Par Jean-Pierre Lledo
«La lutte contre l’islamisme qu’il considère comme le plus grand danger pour l’humanité est devenue la priorité de Boualem Sansal»
Protester contre l’arrestation de Sansal ne revient pas à dénigrer l’Algérie, soutient Jean-Pierre Lledo. C’est au contraire soutenir ce pays dans la voie d’un futur fondé sur les libertés de conscience et d’expression, qui seules mettront fin à la fuite des cerveaux, insiste l’écrivain qui a vécu près de 50 ans en Algérie.
Arrêté en vertu de l’article 87 bis du Code pénal algérien, Boualem Sansal serait donc devenu, subitement, un «terroriste» Il aurait ainsi porté atteinte, tout à la fois, à «la sécurité de l’État, à l’unité nationale, à l’intégrité territoriale et même au fonctionnement normal des institutions». Diantre ! Comment un homme connu pour la douceur de son élocution, qui n’a jamais harangué, jamais levé le poing, comment un tel homme qui n’était ni adhérent, ni encore moins chef d’une quelconque organisation politique, aurait-il pu, avec sa seule parole, proférée ou écrite, déstabiliser un État, voire un pays, qui depuis plus de 60 ans s’est doté d’une puissante armée qui a eu raison, au terme de sept années et de 200.000 victimes, de la plus grande tentative de destruction de l’État algérien, la tentative islamiste ?

EXTRAIT DE DONNÉES:
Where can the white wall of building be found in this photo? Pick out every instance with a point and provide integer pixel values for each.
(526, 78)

EXERCICES À FAIRE:
1: D'après le texte, en vertu de quel article du Code pénal algérien Boualem Sansal a-t-il été arrêté ?
2: Recopiez le passage du texte qui commence par « Protester contre l’arrestation » et se termine par « ans en Algérie. ».
Appuyez-vous seulement sur le texte.

CORRIGÉ DES EXERCICES:
1: En vertu de l'article 87 bis du Code pénal algérien.

2:
Protester contre l’arrestation de Sansal ne revient pas à dénigrer l’Algérie, soutient Jean-Pierre Lledo. C’est au contraire soutenir ce pays dans la voie d’un futur fondé sur les libertés de conscience et d’expression, qui seules mettront fin à la fuite des cerveaux, insiste l’écrivain qui a vécu près de 50 ans en Algérie.